Your task is to repeat the listing exactly.

• • • • •

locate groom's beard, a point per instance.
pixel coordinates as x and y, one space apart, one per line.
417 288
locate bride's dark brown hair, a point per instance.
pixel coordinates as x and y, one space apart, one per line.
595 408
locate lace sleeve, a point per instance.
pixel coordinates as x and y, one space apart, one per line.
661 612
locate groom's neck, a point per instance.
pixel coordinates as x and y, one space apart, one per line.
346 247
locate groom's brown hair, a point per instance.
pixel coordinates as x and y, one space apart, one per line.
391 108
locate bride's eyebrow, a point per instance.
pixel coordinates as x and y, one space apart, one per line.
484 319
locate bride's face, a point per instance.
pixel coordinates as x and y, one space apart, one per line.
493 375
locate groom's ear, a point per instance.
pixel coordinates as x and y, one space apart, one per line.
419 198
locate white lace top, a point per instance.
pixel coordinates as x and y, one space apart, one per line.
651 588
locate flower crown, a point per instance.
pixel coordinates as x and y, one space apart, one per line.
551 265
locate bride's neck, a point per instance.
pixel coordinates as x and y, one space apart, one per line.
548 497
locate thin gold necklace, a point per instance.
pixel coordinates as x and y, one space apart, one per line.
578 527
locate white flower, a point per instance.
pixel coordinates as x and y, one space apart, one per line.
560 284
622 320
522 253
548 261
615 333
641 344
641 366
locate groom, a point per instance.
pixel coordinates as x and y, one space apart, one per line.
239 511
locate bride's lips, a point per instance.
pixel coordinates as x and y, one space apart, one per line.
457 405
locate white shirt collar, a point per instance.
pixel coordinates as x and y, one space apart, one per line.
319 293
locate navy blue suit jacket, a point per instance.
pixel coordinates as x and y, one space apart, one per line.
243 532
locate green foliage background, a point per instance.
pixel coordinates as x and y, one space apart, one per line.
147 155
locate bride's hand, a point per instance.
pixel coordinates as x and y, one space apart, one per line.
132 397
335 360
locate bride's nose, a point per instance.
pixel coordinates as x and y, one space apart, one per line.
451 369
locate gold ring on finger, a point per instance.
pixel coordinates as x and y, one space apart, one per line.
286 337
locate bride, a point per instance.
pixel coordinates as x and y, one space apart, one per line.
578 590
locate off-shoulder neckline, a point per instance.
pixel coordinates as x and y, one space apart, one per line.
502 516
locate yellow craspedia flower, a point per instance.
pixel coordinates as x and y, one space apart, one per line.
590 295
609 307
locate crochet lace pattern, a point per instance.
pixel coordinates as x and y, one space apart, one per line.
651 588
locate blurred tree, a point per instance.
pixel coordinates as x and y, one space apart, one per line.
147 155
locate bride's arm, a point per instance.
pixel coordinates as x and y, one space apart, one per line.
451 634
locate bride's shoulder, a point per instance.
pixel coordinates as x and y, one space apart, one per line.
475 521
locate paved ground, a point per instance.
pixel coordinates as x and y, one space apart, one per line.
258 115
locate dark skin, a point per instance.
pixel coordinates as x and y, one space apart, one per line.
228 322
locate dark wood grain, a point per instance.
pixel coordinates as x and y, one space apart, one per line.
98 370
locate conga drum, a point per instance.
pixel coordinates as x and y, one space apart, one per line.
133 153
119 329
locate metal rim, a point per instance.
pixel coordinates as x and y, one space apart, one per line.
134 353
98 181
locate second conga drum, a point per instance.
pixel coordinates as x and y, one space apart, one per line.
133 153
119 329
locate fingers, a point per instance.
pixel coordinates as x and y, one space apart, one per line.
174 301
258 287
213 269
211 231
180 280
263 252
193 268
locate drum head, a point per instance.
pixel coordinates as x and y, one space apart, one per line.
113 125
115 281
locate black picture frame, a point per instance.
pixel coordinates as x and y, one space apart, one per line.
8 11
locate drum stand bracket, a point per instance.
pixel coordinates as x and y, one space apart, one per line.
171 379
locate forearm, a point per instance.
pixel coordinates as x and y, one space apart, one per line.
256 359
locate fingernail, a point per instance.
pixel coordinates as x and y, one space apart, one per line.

• • • • •

- **Exercise output**:
locate groom's beard, a point per instance.
pixel coordinates as x and y, one space apart, one per line.
417 288
locate bride's dark brown hair, a point per instance.
pixel coordinates as x and y, one space apart, one per line.
595 408
locate lace sleeve, a point per instance.
pixel coordinates as x and y, one space apart, one per line.
661 612
locate groom's neck, a point per instance.
pixel coordinates as x and y, one space apart, one per line.
346 247
locate groom's brown hair, a point per instance.
pixel coordinates as x and y, one space apart, one per line.
391 108
locate bride's eyebrow, a point per instance.
pixel coordinates as x and y, one space apart, one per line.
484 319
locate bride's face, a point per instance.
pixel coordinates as x and y, one space apart, one per line.
493 375
locate groom's ear, a point per instance.
pixel coordinates as x and y, one space apart, one per line.
419 198
locate white lace top, a point per instance.
pixel coordinates as x and y, one space apart, one per line.
651 588
locate flower crown, a point per instance.
pixel coordinates as x and y, one space apart, one per line.
551 265
locate bride's neck, a point per instance.
pixel coordinates as x and y, one space apart, one per line.
548 497
locate thin gold necklace, a point per instance.
pixel coordinates as x and y, one space apart, one per line.
578 527
locate white flower, a point per instance.
pixel coordinates as x and y, one space apart, one per line.
560 284
622 320
522 253
548 261
615 333
641 344
641 366
locate groom, a point per instance.
pixel coordinates as x and y, one space apart, one per line.
239 511
locate bride's lips, a point per instance.
pixel coordinates as x and y, one space apart, one per line.
457 405
locate white shirt collar, a point per instance.
pixel coordinates as x and y, one space apart, one per line.
319 293
locate navy blue suit jacket, a point per instance.
pixel coordinates as x and y, one space apart, one per line.
243 532
locate green foliage background, a point per instance.
pixel coordinates as x and y, one space apart, one per line.
147 155
locate bride's hand, a point per instance.
pixel coordinates as x and y, one space apart, one per line.
132 397
335 360
locate bride's nose, a point per instance.
pixel coordinates as x and y, one space apart, one per line.
451 369
locate gold ring on finger, a point per instance.
pixel coordinates as x and y, one space apart, one per line.
286 337
locate bride, a point per instance.
pixel coordinates as x and y, one space apart, one per line.
578 590
locate off-shoulder neckline, a point per instance.
pixel coordinates as x and y, one space apart, one per line.
502 516
locate yellow craspedia flower, a point per instance.
pixel coordinates as x and y, one space apart, one per line.
590 295
609 307
locate crochet lace pattern, a point per instance.
pixel coordinates as x and y, one space apart, one per line.
651 588
locate blurred tree, a point per instance.
pixel coordinates as x and y, one space apart, one per line.
147 155
locate bride's arm, a point per instance.
pixel coordinates as x and y, one space apart, one per line.
451 634
locate bride's shoulder, a point per instance.
pixel coordinates as x and y, one space apart, one per line.
475 521
locate paved ground, a point per instance.
pixel coordinates as x and y, one space apart, one per line.
258 115
locate dark skin, a point per instance.
pixel coordinates as x and y, one space apart, one per line.
228 322
locate dark wood grain, a point per instance.
pixel coordinates as x and y, one space apart, one per line.
98 370
locate conga drum, a point per instance.
pixel coordinates as x and y, one space apart, one per line.
133 153
119 329
locate metal rim, a point per instance.
pixel coordinates as x and y, one space apart, one per line.
134 353
98 181
locate second conga drum, a point per instance.
pixel coordinates as x and y, one space apart, one per line.
133 153
119 329
locate fingers, a point per instance.
pixel coordinates as x and y, one space apart, one per line.
174 301
258 287
213 269
211 231
180 280
263 252
193 268
locate drum head, a point per instance.
pixel coordinates as x and y, one space apart, one per line.
113 125
115 281
locate black picture frame, a point per instance.
pixel coordinates as x and y, one space apart, one per line.
8 11
locate drum stand bracket, a point per instance.
pixel coordinates as x and y, one space apart, one per line.
171 379
locate forearm, a point per instance.
pixel coordinates as x and y, one space apart, one per line.
256 359
locate fingernail, a point per instance.
pixel coordinates as x and y, one space apart, one per line.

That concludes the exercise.